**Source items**
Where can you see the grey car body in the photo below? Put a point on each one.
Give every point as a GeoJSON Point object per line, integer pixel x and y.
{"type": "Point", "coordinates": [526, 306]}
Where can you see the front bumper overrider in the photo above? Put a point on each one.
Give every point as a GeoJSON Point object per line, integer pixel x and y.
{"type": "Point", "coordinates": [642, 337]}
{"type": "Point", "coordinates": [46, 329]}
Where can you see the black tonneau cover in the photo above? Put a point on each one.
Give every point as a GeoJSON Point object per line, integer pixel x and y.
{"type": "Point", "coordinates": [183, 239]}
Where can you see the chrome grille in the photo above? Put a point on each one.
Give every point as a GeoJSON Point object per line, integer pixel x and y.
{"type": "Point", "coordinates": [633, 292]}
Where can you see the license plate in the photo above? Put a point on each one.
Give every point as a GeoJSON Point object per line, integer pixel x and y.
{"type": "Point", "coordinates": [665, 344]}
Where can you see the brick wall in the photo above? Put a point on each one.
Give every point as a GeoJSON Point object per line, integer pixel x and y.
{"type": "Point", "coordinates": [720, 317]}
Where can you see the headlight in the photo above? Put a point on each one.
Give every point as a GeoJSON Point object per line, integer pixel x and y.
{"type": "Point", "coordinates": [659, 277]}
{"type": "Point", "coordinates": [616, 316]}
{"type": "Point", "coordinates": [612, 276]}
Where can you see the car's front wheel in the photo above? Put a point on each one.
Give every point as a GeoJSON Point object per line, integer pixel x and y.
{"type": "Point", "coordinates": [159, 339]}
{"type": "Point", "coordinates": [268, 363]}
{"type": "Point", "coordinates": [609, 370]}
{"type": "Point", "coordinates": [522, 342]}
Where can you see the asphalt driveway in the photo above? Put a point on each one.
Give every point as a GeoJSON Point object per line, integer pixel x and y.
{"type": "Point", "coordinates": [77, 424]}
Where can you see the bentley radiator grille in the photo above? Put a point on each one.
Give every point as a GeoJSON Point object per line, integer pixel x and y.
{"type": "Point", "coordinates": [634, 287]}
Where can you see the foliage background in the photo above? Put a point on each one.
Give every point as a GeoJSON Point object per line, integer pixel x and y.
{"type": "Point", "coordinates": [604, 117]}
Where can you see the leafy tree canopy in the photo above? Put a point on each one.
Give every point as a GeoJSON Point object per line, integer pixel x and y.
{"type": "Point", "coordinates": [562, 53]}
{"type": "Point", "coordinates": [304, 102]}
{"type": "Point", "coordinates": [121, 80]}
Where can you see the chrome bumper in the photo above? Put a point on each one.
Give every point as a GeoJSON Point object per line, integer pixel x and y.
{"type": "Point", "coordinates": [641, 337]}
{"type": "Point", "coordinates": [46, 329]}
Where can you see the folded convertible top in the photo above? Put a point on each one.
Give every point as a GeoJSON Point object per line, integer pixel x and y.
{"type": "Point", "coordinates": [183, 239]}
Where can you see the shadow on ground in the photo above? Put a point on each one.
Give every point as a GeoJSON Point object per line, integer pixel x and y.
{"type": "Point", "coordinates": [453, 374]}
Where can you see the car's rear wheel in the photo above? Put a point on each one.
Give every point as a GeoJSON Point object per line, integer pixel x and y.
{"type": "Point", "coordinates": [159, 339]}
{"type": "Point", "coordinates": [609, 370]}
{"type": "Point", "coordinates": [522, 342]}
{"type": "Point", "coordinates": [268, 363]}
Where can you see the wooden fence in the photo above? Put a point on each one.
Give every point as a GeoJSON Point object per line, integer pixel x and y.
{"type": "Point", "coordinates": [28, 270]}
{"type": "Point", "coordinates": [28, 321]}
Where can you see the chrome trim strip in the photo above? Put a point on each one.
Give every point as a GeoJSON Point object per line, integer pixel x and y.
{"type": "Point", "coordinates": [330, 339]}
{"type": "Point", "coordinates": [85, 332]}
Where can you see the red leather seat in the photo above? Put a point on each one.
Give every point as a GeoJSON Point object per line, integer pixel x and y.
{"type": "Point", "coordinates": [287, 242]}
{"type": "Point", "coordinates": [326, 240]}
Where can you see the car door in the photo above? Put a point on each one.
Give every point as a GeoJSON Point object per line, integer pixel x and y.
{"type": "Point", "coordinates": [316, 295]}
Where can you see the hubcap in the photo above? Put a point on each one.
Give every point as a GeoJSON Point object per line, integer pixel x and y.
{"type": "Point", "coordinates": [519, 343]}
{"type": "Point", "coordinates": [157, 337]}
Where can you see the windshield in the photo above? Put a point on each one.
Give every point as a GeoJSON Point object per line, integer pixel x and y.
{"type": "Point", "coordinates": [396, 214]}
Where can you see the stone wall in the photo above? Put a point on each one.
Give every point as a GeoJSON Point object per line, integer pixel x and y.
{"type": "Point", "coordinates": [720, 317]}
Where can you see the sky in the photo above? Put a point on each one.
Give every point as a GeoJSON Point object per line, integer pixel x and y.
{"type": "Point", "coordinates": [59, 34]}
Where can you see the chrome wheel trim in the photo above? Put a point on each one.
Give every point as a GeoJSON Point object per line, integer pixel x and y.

**DO THIS**
Rewrite all of the items above as a single numbered list with one line per entry, omitting any blank lines.

**WRITTEN RESPONSE**
1. Where can you see the grey car body in the photo below? Put a point on each one.
2. Give every point as a GeoJSON Point object per line, integer pixel x and y.
3. {"type": "Point", "coordinates": [526, 306]}
4. Where can you see the front bumper overrider in the photo above? Put a point on each one.
5. Give every point as a GeoJSON Point object per line, integer pixel x and y.
6. {"type": "Point", "coordinates": [642, 337]}
7. {"type": "Point", "coordinates": [46, 329]}
8. Where can you see the black tonneau cover in the photo above? Put a point on each one.
9. Give every point as a GeoJSON Point object per line, integer pixel x and y.
10. {"type": "Point", "coordinates": [183, 239]}
11. Where can you see the chrome grille in the photo above? Put a point on each one.
12. Give every point as a GeoJSON Point object per line, integer pixel x and y.
13. {"type": "Point", "coordinates": [633, 292]}
14. Where can you see the license plate in the photo above? Put a point on each one.
15. Give every point as a GeoJSON Point object per line, integer pixel x and y.
16. {"type": "Point", "coordinates": [665, 344]}
17. Where can you see the brick wall in the photo above? Put a point on each one.
18. Give every point as a GeoJSON Point object per line, integer pixel x and y.
19. {"type": "Point", "coordinates": [720, 317]}
20. Where can you see the headlight in the photo above? Put a point on each one.
21. Give every point as a GeoJSON Point object per line, integer pixel x and y.
22. {"type": "Point", "coordinates": [659, 277]}
23. {"type": "Point", "coordinates": [616, 316]}
24. {"type": "Point", "coordinates": [612, 276]}
25. Where can you see the car's front wheel in the photo above? Put a point on each one.
26. Give every point as a GeoJSON Point object per line, integer pixel x and y.
27. {"type": "Point", "coordinates": [159, 339]}
28. {"type": "Point", "coordinates": [268, 363]}
29. {"type": "Point", "coordinates": [609, 370]}
30. {"type": "Point", "coordinates": [522, 342]}
31. Where can you see the asphalt driveway in the photo above? Put a point on each one.
32. Give every point as a GeoJSON Point object per line, integer pixel x and y.
33. {"type": "Point", "coordinates": [77, 424]}
34. Where can you see the bentley radiator grille in the photo above? Put a point on each one.
35. Give every point as a GeoJSON Point object per line, integer pixel x and y.
36. {"type": "Point", "coordinates": [634, 287]}
37. Where can you see the foliage background in the photo above? Put a point on each one.
38. Give every point as a GeoJSON Point object per line, integer pixel x and y.
39. {"type": "Point", "coordinates": [604, 117]}
40. Where can you see the leafy tree canopy in the photo above? Put a point on each one.
41. Give every point as a GeoJSON Point object per line, integer pixel x and y.
42. {"type": "Point", "coordinates": [562, 53]}
43. {"type": "Point", "coordinates": [304, 102]}
44. {"type": "Point", "coordinates": [121, 80]}
45. Where can you see the chrome bumper in the photo above? Put a point on each one.
46. Give every point as a GeoJSON Point object per line, integer pixel x and y.
47. {"type": "Point", "coordinates": [641, 337]}
48. {"type": "Point", "coordinates": [46, 329]}
49. Where can you see the folded convertible top in the photo above? Put a point on each one.
50. Give every point as a GeoJSON Point object per line, integer pixel x and y.
51. {"type": "Point", "coordinates": [183, 239]}
52. Where can you see the shadow on ground in the photo above? Put a point on each one.
53. Give every point as a GeoJSON Point object per line, integer pixel x and y.
54. {"type": "Point", "coordinates": [453, 374]}
55. Where can you see the car's rear wheel in the photo above? Put a point on each one.
56. Give every point as a GeoJSON Point object per line, integer pixel x and y.
57. {"type": "Point", "coordinates": [159, 339]}
58. {"type": "Point", "coordinates": [609, 370]}
59. {"type": "Point", "coordinates": [522, 342]}
60. {"type": "Point", "coordinates": [268, 363]}
61. Where can you see the wooden fence in the photo above? Put a point on each one.
62. Give every point as a GeoJSON Point object per line, integer pixel x and y.
63. {"type": "Point", "coordinates": [28, 270]}
64. {"type": "Point", "coordinates": [28, 321]}
65. Where can you see the chrome trim strip in the photo above? Put a point on each one.
66. Give every point as a GeoJSON Point object per line, integer pixel x and y.
67. {"type": "Point", "coordinates": [330, 339]}
68. {"type": "Point", "coordinates": [85, 332]}
69. Where can you see the red leather seat in the photo above? Put a point on each one.
70. Give every point as a GeoJSON Point object per line, integer pixel x and y.
71. {"type": "Point", "coordinates": [287, 242]}
72. {"type": "Point", "coordinates": [326, 240]}
73. Where can you see the car door in the photo above? Put a point on each one.
74. Give every point as a GeoJSON Point object per line, integer pixel x and y.
75. {"type": "Point", "coordinates": [316, 295]}
76. Where can you see the hubcap in the photo above? Put a point on each one.
77. Give every point as a GeoJSON Point object per line, integer pixel x and y.
78. {"type": "Point", "coordinates": [519, 343]}
79. {"type": "Point", "coordinates": [157, 337]}
80. Where can you see the windshield in the photo above? Put a point on each one.
81. Give every point as a GeoJSON Point object per line, integer pixel x and y.
82. {"type": "Point", "coordinates": [396, 214]}
83. Where can you see the stone wall in the photo above? Put a point on each one.
84. Give every point as a GeoJSON Point object per line, integer pixel x and y.
85. {"type": "Point", "coordinates": [720, 317]}
86. Where can you see the sky in the photo above? Put a point on each one.
87. Give every point as a GeoJSON Point object per line, integer pixel x and y.
88. {"type": "Point", "coordinates": [59, 34]}
89. Where can you see the chrome wheel trim in the photo above? Put a point on each one.
90. Give every point as a GeoJSON Point object per line, integer pixel x and y.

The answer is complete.